# Problem to work on
Repeat the data below exactly, dropping any pictures it holds.

# Records supplied

+ + + + +

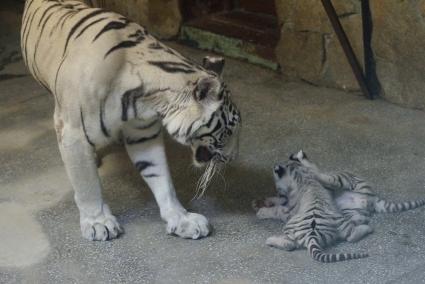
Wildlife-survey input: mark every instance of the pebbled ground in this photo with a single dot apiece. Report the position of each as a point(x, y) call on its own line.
point(40, 240)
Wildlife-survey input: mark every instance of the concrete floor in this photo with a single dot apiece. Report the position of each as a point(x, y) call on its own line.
point(40, 240)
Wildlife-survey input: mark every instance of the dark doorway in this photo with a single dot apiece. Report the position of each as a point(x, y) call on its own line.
point(241, 28)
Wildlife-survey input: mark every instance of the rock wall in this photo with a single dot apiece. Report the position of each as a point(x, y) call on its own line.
point(399, 46)
point(308, 48)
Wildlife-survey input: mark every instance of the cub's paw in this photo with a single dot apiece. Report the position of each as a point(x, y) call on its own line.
point(257, 204)
point(189, 226)
point(101, 227)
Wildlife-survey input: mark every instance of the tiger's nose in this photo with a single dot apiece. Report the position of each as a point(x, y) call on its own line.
point(203, 154)
point(279, 171)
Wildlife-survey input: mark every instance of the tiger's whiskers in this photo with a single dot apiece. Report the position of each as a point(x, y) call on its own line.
point(205, 179)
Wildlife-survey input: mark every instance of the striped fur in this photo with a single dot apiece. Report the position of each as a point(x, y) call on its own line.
point(115, 83)
point(353, 193)
point(313, 220)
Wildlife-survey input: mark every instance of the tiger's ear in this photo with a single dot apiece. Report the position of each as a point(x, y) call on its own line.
point(207, 88)
point(215, 64)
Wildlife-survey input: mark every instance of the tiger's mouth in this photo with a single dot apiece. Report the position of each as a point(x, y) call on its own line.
point(203, 155)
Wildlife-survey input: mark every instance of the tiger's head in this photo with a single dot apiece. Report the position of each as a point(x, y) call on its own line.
point(203, 116)
point(217, 139)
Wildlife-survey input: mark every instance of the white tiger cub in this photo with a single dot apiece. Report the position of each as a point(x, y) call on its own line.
point(353, 195)
point(312, 219)
point(113, 82)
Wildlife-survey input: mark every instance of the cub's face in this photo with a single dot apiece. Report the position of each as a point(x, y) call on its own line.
point(290, 176)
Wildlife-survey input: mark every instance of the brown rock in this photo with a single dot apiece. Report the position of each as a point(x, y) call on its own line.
point(398, 41)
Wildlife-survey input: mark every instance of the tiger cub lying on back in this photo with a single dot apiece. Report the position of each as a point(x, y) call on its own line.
point(321, 209)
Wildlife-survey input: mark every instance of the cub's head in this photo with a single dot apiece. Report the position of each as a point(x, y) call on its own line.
point(290, 176)
point(216, 138)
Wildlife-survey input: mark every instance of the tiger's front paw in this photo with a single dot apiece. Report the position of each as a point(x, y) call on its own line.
point(189, 226)
point(102, 227)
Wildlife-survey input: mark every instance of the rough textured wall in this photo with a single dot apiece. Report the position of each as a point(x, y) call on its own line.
point(308, 48)
point(160, 17)
point(399, 47)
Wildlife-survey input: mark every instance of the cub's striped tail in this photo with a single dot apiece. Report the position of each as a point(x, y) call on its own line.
point(317, 253)
point(383, 206)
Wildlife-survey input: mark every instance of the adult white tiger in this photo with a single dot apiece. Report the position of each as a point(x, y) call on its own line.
point(113, 82)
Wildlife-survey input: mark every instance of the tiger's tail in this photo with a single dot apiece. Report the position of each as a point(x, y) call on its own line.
point(383, 206)
point(316, 252)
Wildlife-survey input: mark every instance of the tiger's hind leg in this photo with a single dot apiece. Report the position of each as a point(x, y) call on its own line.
point(96, 221)
point(282, 242)
point(145, 147)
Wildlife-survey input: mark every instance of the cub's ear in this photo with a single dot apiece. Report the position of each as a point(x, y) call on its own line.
point(215, 64)
point(207, 88)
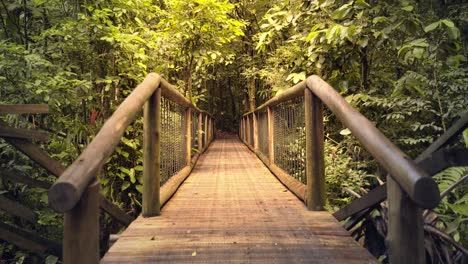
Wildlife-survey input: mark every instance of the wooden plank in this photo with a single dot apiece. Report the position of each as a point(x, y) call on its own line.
point(10, 132)
point(18, 178)
point(35, 153)
point(453, 131)
point(188, 136)
point(200, 132)
point(315, 157)
point(17, 209)
point(28, 240)
point(24, 109)
point(422, 189)
point(271, 135)
point(114, 211)
point(81, 229)
point(405, 236)
point(231, 209)
point(152, 156)
point(295, 186)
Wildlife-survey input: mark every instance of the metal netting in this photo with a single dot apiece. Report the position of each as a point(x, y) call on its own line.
point(262, 126)
point(173, 142)
point(194, 133)
point(251, 129)
point(289, 138)
point(203, 131)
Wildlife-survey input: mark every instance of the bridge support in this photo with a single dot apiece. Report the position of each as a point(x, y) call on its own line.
point(81, 229)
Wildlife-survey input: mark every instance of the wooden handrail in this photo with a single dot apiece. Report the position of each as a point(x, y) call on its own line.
point(67, 190)
point(421, 188)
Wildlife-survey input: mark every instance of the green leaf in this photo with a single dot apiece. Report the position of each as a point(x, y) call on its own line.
point(343, 11)
point(361, 4)
point(125, 186)
point(408, 8)
point(432, 26)
point(448, 23)
point(461, 209)
point(465, 136)
point(345, 132)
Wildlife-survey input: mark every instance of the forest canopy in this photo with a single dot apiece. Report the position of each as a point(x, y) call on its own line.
point(402, 63)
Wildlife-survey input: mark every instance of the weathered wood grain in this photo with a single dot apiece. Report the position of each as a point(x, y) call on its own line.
point(28, 240)
point(11, 132)
point(17, 209)
point(38, 155)
point(231, 209)
point(24, 109)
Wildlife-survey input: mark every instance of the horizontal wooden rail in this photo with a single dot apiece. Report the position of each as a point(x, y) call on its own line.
point(24, 109)
point(409, 186)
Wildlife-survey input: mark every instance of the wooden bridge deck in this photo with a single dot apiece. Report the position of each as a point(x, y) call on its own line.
point(231, 209)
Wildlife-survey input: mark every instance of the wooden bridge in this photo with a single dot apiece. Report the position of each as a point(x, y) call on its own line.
point(231, 209)
point(256, 197)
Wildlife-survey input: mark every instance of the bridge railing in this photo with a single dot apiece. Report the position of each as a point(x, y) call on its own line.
point(175, 134)
point(287, 134)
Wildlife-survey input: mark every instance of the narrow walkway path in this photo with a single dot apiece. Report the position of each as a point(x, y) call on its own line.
point(231, 209)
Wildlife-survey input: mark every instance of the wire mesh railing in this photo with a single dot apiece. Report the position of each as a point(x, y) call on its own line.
point(173, 142)
point(295, 154)
point(170, 132)
point(289, 134)
point(262, 122)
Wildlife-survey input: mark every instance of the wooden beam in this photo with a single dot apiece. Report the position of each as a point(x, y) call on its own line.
point(18, 178)
point(152, 156)
point(24, 109)
point(28, 240)
point(17, 209)
point(10, 132)
point(271, 134)
point(35, 153)
point(81, 229)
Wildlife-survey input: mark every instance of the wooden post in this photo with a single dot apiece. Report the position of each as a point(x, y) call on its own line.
point(200, 132)
point(242, 128)
point(248, 130)
point(315, 163)
point(188, 135)
point(81, 229)
point(271, 135)
point(405, 237)
point(151, 156)
point(205, 128)
point(255, 131)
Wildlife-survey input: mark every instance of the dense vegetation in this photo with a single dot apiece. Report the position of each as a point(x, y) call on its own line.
point(402, 63)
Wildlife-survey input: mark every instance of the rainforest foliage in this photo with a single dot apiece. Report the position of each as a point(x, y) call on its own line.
point(402, 63)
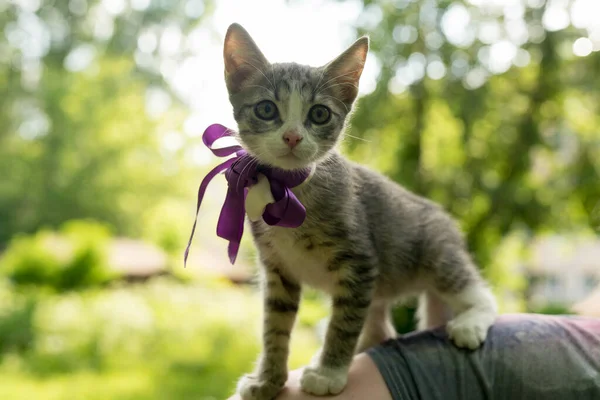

+ + + + +

# Solution to this exercise
Wildlife-survey input: mark every instance of the pebbled ground in this photo with a single dot apiece. Report the position of each as a point(x, y) call on its own line.
point(40, 240)
Wildlife-survey input: mark every instance of the concrete floor in this photo with a single dot apiece. Report the position of each as a point(x, y) call on its own line.
point(40, 240)
Wildlife-survey input: mark every instance of the dark doorway in this photo with a single dot apiece. Report the position of each as a point(x, y) call on its own line.
point(241, 28)
Wildlife-survey input: mark every instance of the rock wall in this photo with a single dot apiece. Report the position of each as a point(x, y) call on its own line.
point(399, 46)
point(308, 48)
Wildlife-survey input: mark every instance of the cub's paw in this photo with a single dot apiece. Report the position of each as a point(x, y) call on its own line.
point(257, 204)
point(189, 226)
point(101, 227)
Wildlife-survey input: mark every instance of the tiger's nose in this photo with a single dot apiece. Report the position of each as a point(x, y) call on its own line.
point(203, 154)
point(279, 171)
Wildlife-survey input: mark every instance of the tiger's whiskers in this photo with a single dot apiece. Report the position of each as a point(x, y) call on its own line.
point(205, 179)
Wildlife-survey input: mark every instance of the striped fur in this photo with a single dot apiece. Report the position of each as a point(x, y) call on its own line.
point(115, 83)
point(353, 193)
point(313, 220)
Wildlife-survey input: mark every instance of the tiger's ear in this photo with a single dot apiece. Report the position of each as a point(x, y) call on its own line.
point(207, 88)
point(215, 64)
Wildlife-survey input: mark every instance of the tiger's mouth in this photo with a single dot apiece. Report the position of each as a point(x, y) call on its own line.
point(203, 155)
Wildlife-survey input: mark every instance of the tiger's head in this photo with a single dot apiece. Report the position of each as a point(x, y) call on its own line.
point(203, 116)
point(217, 139)
Wildlife-survey input: mark every instance of the white tiger cub in this photo with a single dot apiece. Report the position of each as a point(x, y) call on its own line.
point(353, 195)
point(312, 219)
point(113, 82)
Wildlife-survey input: mark every instance of the cub's face in this photo with a single dot apiece. Report the position of each as a point(x, y) call on its own line.
point(290, 176)
Wildlife-survey input: mark every instance of the brown rock in this photo with a single dot apiece. Report the position of each as a point(x, y) call on its own line.
point(398, 41)
Wildlife-survey input: mark every instance of the tiger cub lying on back in this photo with a single dot apiece. Report the position of each as a point(x, y) call on its own line.
point(321, 209)
Wildlife-survey input: mark every instance of the cub's head in this photo with a single dot apiece. Report the position of each as a point(x, y) call on its own line.
point(290, 176)
point(216, 138)
Wildlife-survey input: mark every instance of the tiger's front paw in this photo with a single dot apiece. Report the position of each as a point(x, y) call on its own line.
point(189, 226)
point(102, 227)
Wildlife-survey input: mark every instance of the rough textured wall in this photo with a single dot apiece. Report the position of each as a point(x, y) call on its own line.
point(308, 48)
point(160, 17)
point(399, 47)
Wildlife-survey input: mark every instance of the cub's striped tail in this photo with a single dot apiece. Report the position of each as a point(x, y) call on its own line.
point(317, 253)
point(383, 206)
Wildlife-survey input: mark every instance of the adult white tiger in this photo with a single dot apiece. Report the position of each as a point(x, y) call on its own line.
point(113, 82)
Wildlife-survey input: mark every instance of the tiger's tail in this photo with a single dot apiece. Report the position of each as a point(x, y) call on its own line.
point(383, 206)
point(316, 252)
Wildlife-survey input: mark every instance of the tiger's hind leg in this photo with a single dot apiece. Report the position of each as a point(x, y) call on its own line.
point(96, 221)
point(282, 242)
point(145, 147)
Wildlife-survey input: mark every instance of the cub's ear in this photo with a single dot apiece. Report the position of each as a point(x, y) call on its own line.
point(215, 64)
point(207, 88)
Wildlife-survey input: mark every instance of the wooden plank in this photo with a single dot apiece. Report the position of each as a point(x, y) call on its own line.
point(10, 132)
point(18, 178)
point(35, 153)
point(453, 131)
point(188, 136)
point(200, 132)
point(315, 157)
point(17, 209)
point(28, 240)
point(24, 109)
point(422, 189)
point(271, 135)
point(114, 211)
point(81, 229)
point(405, 236)
point(231, 209)
point(152, 156)
point(295, 186)
Wildlife-survey input: mark every instance of the metal netting in this photo with a single dot apiece. Report the position of each as a point(x, y) call on its own line.
point(262, 126)
point(173, 142)
point(194, 133)
point(251, 129)
point(289, 138)
point(203, 131)
Wildlife-survey input: mark every instance of the bridge support in this photo with a single dot apiece. Report the position of each as a point(x, y) call on its own line.
point(81, 229)
Wildlife-survey input: mark every instance of the wooden handrail in this photo with a single dot apiece. Report the position of each as a point(x, y) call on its own line.
point(67, 190)
point(421, 188)
Wildlife-survey input: mark every instance of the green leaf in this photo with a single dot apiece. Report the position of each as a point(x, y) call on its own line.
point(343, 11)
point(361, 4)
point(125, 186)
point(408, 8)
point(432, 26)
point(448, 23)
point(461, 209)
point(465, 136)
point(345, 132)
Wildlife-survey input: mark every instance of the forest canopy in this photo with a single dot apiece. Report the position of each as a point(x, y) call on its own line.
point(402, 63)
Wildlife-survey input: mark every instance of the weathered wood grain in this photo with a single dot apiece. Report the position of each as a point(x, y) call on its own line.
point(28, 240)
point(11, 132)
point(17, 209)
point(38, 155)
point(231, 209)
point(24, 109)
Wildlife-survey input: mark every instance of the horizontal wooden rail in this photo with a single dot apiece. Report the position of each as a point(x, y) call on its own line.
point(24, 109)
point(409, 186)
Wildlife-survey input: mark every instance of the wooden bridge deck in this photo with a single dot apiece. Report the position of each as a point(x, y) call on its own line.
point(231, 209)
Wildlife-survey input: mark every instance of the wooden bridge in this photo with a single dot apiece. Report the position of each as a point(x, y) call on its own line.
point(231, 209)
point(256, 197)
Wildlife-survey input: mark every instance of the bridge railing in this photo with a single dot apiece. Report the position of each as a point(x, y) call on its own line.
point(175, 134)
point(287, 134)
Wildlife-survey input: mark every instance of the narrow walkway path in this photo with a single dot apiece. Report the position of each as a point(x, y) call on its own line.
point(231, 209)
Wildlife-survey input: mark every instance of the wire mesh railing in this photo with a single dot apiece. Report the position of each as a point(x, y) call on its own line.
point(173, 142)
point(295, 154)
point(170, 132)
point(289, 134)
point(262, 122)
Wildlife-survey input: mark every instance of the wooden beam in this photo with a single dot apiece. Report the position of each as a point(x, y) call on its own line.
point(18, 178)
point(152, 156)
point(24, 109)
point(28, 240)
point(17, 209)
point(10, 132)
point(271, 134)
point(35, 153)
point(81, 229)
Wildlife-survey input: mark every instance of the wooden post in this photo with a single dot apiece. Report the position of each as a point(x, y) call on its own line.
point(200, 132)
point(242, 128)
point(248, 130)
point(315, 163)
point(188, 135)
point(81, 229)
point(271, 135)
point(405, 237)
point(151, 156)
point(205, 128)
point(255, 131)
Wildlife-survey input: mark every instance of the dense vegetation in this photo with a single dot apiece. Report the position of each as a point(x, y) call on its own line.
point(402, 63)
Wildlife-survey input: mark every instance of the rainforest foliage in this photo with a single dot apiece. Report the position of each as a point(x, y) call on its own line.
point(402, 63)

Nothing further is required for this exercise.